= Text provided =

BEIJING (Reuters) - About 460,000 Chinese die prematurely each year from breathing polluted air and drinking dirty water, according to a World Bank study.
The Financial Times reported on Tuesday that the Chinese government, the bank’s partner in the research project, had asked the lender not to publish the estimates for fear they could trigger social unrest.
The conference version of the study, available at the bank’s Web site, says some estimates of the physical and economic cost of pollution have been omitted because of uncertainties about calculation methods and their application.
However, the report goes on to estimate the health costs from premature deaths associated with outdoor air pollution at 394 billion yuan ($51.8 billion). With each life valued at 1 million yuan, that works out at a death toll of 394,000.
The study puts the cost of deaths from diarrhea and cancer caused by drinking polluted water at 66 billion yuan, pointing to 66,000 premature deaths a year.
China-watchers said it was standard practice in research projects conducted with the government for both sides to have a veto over the conclusions.
The World Bank said the final report would be out soon.
“Consistent with the World Bank’s approach to this type of joint research project, the findings of the report are being discussed with the government. The conference version of the report did not include some of the issues that are still under discussion,” the bank’s Beijing office said in a statement.

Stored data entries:
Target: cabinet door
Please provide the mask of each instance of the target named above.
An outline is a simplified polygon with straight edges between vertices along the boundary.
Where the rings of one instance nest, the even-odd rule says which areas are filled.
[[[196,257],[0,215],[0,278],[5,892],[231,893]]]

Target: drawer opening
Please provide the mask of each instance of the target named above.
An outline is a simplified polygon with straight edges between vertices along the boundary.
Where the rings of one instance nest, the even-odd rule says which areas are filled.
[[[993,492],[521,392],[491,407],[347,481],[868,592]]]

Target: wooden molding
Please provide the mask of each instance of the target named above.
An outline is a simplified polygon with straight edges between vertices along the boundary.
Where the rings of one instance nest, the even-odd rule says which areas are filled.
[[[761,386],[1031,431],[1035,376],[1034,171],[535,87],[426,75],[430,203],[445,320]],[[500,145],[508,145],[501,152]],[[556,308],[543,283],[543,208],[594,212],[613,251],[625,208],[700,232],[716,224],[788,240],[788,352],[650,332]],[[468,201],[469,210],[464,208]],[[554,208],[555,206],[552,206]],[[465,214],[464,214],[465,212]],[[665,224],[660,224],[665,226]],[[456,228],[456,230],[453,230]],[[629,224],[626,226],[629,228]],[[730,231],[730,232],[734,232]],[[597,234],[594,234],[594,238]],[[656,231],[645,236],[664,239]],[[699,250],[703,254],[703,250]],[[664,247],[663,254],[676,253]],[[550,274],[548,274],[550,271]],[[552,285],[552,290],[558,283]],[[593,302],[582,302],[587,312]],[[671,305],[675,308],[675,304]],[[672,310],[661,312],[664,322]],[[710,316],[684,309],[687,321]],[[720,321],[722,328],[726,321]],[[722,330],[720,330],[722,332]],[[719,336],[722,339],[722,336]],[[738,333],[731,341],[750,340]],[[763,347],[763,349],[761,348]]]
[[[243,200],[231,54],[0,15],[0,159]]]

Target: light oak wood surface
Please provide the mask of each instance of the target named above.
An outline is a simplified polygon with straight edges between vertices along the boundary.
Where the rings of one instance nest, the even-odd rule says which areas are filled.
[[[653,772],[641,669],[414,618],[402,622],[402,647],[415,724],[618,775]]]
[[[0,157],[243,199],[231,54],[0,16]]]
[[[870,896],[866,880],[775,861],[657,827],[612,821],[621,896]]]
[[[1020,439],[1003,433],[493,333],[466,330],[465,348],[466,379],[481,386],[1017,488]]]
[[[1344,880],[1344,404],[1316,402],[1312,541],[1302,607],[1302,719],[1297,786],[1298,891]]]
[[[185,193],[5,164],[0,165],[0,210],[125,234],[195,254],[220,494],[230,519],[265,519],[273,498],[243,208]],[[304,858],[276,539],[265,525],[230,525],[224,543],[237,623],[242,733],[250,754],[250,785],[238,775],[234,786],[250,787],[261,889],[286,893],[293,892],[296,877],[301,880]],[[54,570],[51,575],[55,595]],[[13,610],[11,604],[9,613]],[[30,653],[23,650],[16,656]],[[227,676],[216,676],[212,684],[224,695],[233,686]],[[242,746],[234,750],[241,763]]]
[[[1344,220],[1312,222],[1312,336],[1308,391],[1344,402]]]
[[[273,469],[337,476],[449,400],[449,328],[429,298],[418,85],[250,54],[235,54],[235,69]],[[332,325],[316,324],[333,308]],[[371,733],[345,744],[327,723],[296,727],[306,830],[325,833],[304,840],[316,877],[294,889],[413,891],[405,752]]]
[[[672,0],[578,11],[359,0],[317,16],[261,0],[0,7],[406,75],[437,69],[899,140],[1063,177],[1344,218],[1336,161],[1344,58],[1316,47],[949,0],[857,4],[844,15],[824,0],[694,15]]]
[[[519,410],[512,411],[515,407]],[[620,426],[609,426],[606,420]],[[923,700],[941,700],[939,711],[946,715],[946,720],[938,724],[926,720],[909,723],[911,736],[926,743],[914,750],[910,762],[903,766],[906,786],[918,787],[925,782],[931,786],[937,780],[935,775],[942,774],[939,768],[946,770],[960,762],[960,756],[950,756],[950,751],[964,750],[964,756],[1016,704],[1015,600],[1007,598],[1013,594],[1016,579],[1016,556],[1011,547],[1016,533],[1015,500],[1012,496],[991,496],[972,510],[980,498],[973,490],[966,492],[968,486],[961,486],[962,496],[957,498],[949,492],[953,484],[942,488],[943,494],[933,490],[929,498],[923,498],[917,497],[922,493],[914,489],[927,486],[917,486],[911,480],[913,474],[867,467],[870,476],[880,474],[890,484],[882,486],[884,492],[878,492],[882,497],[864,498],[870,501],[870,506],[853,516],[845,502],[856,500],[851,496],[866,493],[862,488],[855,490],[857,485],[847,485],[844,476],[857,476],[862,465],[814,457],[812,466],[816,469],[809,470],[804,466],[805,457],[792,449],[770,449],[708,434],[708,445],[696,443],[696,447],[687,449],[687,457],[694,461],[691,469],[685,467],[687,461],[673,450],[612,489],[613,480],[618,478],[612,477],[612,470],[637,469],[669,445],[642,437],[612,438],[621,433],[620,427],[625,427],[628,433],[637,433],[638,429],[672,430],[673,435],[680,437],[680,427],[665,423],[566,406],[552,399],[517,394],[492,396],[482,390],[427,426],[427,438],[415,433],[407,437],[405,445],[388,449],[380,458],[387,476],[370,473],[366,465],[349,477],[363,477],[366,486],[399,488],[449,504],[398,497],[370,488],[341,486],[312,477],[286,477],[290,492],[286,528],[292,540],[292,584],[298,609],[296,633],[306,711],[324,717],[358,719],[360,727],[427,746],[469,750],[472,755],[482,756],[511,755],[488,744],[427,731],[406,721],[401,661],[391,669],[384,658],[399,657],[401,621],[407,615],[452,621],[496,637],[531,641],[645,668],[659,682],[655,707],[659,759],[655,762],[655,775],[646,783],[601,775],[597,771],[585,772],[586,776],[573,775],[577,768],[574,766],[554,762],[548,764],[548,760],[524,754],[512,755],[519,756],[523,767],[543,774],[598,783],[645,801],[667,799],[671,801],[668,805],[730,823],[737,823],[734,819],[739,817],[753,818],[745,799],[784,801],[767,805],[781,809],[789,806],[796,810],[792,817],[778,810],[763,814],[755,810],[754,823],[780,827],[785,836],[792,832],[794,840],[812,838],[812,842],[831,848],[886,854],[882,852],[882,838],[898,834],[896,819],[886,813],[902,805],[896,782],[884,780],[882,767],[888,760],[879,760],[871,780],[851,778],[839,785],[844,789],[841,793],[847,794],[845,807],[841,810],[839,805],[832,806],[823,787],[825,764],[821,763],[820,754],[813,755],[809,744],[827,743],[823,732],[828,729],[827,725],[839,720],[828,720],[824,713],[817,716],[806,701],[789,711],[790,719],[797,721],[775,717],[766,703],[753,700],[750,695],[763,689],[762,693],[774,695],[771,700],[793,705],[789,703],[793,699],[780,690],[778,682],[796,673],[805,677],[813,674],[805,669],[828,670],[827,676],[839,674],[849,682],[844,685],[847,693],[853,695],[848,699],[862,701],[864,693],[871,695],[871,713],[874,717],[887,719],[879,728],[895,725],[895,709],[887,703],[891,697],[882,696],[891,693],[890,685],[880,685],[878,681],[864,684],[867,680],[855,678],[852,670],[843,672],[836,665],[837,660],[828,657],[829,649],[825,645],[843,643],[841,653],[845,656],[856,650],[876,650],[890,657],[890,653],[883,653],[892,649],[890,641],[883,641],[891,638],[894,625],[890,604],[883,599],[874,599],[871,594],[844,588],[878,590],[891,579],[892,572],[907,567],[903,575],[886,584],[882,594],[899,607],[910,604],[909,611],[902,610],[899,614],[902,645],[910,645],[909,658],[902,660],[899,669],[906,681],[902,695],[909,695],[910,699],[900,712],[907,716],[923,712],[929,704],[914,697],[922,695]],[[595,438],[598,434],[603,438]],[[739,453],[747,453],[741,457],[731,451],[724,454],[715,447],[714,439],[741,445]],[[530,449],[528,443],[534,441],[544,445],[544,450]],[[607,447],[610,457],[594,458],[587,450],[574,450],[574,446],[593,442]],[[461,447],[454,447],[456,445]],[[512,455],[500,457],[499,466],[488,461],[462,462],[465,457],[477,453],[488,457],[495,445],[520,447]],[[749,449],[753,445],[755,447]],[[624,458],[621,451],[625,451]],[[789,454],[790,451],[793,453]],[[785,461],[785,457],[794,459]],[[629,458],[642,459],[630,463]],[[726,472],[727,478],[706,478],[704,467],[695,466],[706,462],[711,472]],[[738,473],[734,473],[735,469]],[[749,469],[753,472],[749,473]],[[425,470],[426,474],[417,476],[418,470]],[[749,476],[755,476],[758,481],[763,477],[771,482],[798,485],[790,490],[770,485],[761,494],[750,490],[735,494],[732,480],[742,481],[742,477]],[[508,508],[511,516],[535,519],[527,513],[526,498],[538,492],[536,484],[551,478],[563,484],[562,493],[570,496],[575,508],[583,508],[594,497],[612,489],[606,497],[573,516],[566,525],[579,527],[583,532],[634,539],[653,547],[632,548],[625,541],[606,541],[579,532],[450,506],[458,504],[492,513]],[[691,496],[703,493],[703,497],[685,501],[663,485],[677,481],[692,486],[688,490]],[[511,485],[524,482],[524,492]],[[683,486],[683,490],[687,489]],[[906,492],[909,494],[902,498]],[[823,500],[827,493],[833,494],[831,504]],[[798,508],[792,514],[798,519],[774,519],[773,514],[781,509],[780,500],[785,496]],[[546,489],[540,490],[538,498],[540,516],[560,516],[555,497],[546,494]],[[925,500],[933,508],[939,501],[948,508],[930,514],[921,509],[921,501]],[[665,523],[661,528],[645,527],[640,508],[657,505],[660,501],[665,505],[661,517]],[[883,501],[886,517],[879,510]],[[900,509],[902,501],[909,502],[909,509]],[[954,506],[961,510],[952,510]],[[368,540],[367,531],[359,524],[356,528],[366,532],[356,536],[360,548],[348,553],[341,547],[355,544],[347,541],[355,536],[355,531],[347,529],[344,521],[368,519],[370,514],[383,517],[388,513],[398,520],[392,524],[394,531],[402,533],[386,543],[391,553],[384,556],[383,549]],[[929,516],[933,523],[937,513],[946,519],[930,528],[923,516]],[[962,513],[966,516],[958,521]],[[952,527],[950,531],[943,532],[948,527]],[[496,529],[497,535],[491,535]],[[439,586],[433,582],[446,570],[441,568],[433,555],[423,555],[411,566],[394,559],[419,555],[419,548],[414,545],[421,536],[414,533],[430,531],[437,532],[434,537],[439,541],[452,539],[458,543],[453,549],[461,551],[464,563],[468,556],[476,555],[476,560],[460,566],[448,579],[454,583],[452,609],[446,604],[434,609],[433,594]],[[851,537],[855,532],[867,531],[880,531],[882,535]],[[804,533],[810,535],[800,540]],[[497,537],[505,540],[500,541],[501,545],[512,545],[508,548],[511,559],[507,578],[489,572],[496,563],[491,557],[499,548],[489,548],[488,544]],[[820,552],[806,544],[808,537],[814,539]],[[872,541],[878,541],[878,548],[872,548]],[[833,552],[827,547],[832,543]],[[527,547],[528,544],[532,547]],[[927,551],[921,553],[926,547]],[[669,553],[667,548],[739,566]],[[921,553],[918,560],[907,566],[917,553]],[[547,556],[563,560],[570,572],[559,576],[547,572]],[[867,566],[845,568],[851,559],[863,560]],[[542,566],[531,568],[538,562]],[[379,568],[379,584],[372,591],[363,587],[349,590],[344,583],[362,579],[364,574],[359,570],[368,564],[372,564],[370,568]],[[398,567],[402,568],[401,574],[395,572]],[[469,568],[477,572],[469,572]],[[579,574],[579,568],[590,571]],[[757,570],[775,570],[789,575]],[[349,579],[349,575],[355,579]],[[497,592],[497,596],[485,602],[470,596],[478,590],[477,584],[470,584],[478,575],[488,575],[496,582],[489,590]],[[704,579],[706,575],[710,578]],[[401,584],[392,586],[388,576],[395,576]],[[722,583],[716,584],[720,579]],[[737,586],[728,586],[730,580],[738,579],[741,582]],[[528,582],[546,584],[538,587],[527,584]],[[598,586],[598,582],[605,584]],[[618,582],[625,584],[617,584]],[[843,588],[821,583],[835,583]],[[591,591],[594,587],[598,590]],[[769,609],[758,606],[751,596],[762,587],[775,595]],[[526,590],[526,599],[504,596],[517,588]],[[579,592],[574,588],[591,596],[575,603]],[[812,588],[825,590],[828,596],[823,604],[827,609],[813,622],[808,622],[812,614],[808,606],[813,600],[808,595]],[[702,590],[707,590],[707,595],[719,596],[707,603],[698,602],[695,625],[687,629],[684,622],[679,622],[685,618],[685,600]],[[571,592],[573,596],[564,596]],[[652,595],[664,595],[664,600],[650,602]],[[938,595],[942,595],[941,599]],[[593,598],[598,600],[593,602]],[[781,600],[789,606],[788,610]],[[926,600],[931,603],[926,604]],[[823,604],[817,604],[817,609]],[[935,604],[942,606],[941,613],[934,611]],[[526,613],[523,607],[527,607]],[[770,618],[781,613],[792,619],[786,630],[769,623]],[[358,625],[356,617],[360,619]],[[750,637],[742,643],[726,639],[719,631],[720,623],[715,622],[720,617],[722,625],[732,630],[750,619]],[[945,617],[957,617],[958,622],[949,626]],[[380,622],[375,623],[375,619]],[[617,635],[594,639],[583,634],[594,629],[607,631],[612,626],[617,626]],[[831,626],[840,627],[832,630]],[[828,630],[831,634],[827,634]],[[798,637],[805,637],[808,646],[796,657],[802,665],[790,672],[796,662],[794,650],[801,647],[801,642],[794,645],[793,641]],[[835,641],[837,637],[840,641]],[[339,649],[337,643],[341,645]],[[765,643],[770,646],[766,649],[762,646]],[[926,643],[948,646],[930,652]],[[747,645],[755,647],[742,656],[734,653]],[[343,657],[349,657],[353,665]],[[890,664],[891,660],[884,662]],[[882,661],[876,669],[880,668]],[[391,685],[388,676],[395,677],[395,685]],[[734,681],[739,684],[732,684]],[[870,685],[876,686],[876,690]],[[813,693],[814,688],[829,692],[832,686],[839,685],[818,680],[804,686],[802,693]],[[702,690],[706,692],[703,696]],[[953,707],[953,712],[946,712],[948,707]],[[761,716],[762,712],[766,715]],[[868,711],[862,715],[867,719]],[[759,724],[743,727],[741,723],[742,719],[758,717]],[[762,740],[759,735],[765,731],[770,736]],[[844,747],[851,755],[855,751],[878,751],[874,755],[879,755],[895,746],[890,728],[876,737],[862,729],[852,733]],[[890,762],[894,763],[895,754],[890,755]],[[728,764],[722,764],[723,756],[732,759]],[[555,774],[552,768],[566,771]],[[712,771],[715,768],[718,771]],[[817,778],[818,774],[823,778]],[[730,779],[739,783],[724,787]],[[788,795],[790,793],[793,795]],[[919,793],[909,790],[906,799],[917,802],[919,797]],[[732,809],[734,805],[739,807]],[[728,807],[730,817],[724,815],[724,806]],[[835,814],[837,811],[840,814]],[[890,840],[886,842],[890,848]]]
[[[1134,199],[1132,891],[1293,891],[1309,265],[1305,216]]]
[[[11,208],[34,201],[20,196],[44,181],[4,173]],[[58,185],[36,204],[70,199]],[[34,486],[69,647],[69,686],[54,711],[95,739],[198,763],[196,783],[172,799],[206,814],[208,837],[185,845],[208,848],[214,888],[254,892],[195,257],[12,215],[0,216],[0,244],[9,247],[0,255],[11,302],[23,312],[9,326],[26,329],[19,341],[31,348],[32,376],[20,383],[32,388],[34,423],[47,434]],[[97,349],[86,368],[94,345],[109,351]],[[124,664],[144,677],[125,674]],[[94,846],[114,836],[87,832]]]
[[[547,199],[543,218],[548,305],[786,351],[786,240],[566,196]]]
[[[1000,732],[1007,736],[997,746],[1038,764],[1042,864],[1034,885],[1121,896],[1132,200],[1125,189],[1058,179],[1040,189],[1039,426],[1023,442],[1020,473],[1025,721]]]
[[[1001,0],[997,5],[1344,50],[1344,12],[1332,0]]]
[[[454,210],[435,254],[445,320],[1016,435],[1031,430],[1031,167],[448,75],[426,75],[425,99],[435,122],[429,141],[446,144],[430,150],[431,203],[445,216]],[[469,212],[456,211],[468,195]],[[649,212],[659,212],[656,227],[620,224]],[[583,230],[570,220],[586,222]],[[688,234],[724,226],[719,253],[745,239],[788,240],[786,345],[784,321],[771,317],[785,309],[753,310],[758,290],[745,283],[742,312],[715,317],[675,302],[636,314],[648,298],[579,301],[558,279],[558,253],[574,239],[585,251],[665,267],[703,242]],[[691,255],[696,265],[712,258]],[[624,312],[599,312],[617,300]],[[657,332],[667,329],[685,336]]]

= Brief 1 =
Answer these questions from the news report on pollution deaths in China:
(a) About how many Chinese die prematurely each year from polluted air and dirty water, according to the World Bank study?
(b) At what value is each life set in the report's estimate of deaths from outdoor air pollution?
(c) What did the World Bank say about when the final report would appear?
= Brief 2 =
In the news report on pollution deaths in China, shorten the paragraph beginning "However, the report goes on" while keeping its main facts.
= Brief 3 =
Resume the news report on pollution deaths in China from where it stops.

= Expected output 1 =
(a) About 460,000.
(b) 1 million yuan.
(c) It would be out soon.

= Expected output 2 =
The report puts the health costs of premature deaths from outdoor air pollution at 394 billion yuan ($51.8 billion). At 1 million yuan per life, that equals 394,000 deaths.

= Expected output 3 =
An economist in Beijing said the study’s estimate of premature deaths from airborne pollution, although shocking, was broadly in line with earlier published World Bank research and with recent findings by Chinese academics.
The World Bank is also concerned by indoor air pollution, principally breathing in fumes from coal-burning stoves and cooking oil. Its experts estimate that as many as 300,000 Chinese a year die prematurely in this way.
China, home to some of the world’s 20 most polluted cities, is redoubling its efforts to clean up the environment.
The authorities are closing down dirty industrial plants, raising car fuel-efficiency standards and tweaking taxes to discourage energy-intensive production. China on Sunday also introduced higher drinking water standards.